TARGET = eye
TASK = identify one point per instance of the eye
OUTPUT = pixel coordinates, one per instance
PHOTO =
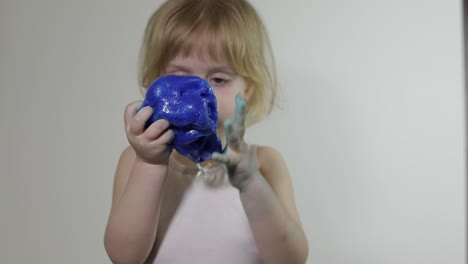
(218, 81)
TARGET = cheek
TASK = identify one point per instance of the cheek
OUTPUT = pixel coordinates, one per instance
(225, 108)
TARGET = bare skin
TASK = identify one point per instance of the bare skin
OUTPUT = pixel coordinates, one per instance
(145, 196)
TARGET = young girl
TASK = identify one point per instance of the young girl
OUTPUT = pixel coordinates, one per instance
(237, 208)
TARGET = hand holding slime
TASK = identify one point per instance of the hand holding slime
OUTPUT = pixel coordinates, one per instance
(189, 104)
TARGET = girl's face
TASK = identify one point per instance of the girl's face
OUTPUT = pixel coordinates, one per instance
(225, 82)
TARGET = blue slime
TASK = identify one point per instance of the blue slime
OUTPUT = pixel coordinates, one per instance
(189, 104)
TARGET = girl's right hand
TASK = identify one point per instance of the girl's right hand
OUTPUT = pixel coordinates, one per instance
(151, 145)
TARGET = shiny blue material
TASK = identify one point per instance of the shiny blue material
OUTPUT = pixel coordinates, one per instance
(189, 104)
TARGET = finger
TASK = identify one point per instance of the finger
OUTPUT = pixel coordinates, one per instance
(155, 130)
(229, 160)
(166, 137)
(232, 136)
(137, 123)
(130, 110)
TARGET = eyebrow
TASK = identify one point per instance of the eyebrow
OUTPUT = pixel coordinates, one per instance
(216, 68)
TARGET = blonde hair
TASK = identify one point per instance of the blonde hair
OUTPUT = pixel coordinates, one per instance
(229, 28)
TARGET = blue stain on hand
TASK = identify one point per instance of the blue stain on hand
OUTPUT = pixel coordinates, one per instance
(189, 104)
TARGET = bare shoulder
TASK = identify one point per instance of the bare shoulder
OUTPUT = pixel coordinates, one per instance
(273, 167)
(270, 160)
(122, 173)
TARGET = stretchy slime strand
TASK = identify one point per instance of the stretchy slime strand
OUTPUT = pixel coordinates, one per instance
(189, 104)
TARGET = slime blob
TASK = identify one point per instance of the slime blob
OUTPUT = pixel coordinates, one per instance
(189, 105)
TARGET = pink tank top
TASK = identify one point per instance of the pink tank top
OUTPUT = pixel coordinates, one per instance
(209, 225)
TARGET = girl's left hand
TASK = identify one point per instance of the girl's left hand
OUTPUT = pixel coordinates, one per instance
(236, 156)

What to work on
Take the records above and transcribe them exactly, dropping every picture.

Result
TARGET = eye
TASK = identify one point per instance of the eye
OUTPUT = pixel coordinates, one per instance
PHOTO =
(218, 81)
TARGET = cheek
TASK = identify one point per instance of the cheek
OUTPUT = pixel coordinates, one per instance
(225, 108)
TARGET = bare skin
TASK = identify one point per instance of the bare skin
OUTPUT = pixel coordinates, one per instance
(145, 196)
TARGET = young girl
TASK = identify one point per instance of the young girl
OUTPUT = pixel coordinates, one per instance
(237, 208)
TARGET = hand holding slime
TASK = identify one point per instance of the hand holding slime
OUTPUT = pixel coordinates, one per instance
(189, 104)
TARGET = girl's face
TASK = identify one point per instance of the girl's face
OUTPUT = pixel coordinates, one per instance
(225, 82)
TARGET = blue slime
TASK = identify one point per instance of the blue slime
OUTPUT = pixel coordinates, one per instance
(189, 104)
TARGET = girl's right hand
TASK = identify one point per instance of the girl's right hand
OUTPUT = pixel coordinates, one per instance
(151, 145)
TARGET = shiny blue material
TASK = identify one point per instance of the shiny blue material
OUTPUT = pixel coordinates, one per instance
(189, 104)
TARGET = finger
TASK = identify one point per instance of the finger
OUTPUT = pixel coordinates, one per instance
(155, 130)
(229, 160)
(166, 137)
(232, 136)
(137, 123)
(130, 110)
TARGET = eyebrow
TASK = identify one point per instance of the eyebrow
OUTPUT = pixel coordinates, one per instance
(216, 68)
TARGET = blonde hair
TASK = identify one point per instance of the blonde hair
OUTPUT = pixel coordinates, one per instance
(229, 28)
TARGET = blue stain on hand
TASK = identify one point per instance of the blue stain on hand
OUTPUT = pixel coordinates, one per instance
(189, 104)
TARGET = bare shoulder
TASK = identify one point per instance of the bare shoulder
OUTPUT = pixel coordinates, one per instance
(273, 167)
(270, 160)
(122, 173)
TARGET = stretchy slime strand
TASK = identify one point per instance of the stretchy slime strand
OUTPUT = pixel coordinates, one per instance
(189, 104)
TARGET = slime blob
TASK = identify one point per instance of the slime blob
OUTPUT = pixel coordinates, one per instance
(189, 105)
TARGET = pink tank top
TASK = identify one point per instance of the pink tank top
OUTPUT = pixel coordinates, one per instance
(209, 225)
TARGET = girl's left hand
TASK = identify one point per instance of the girl's left hand
OUTPUT = pixel coordinates, one per instance
(236, 156)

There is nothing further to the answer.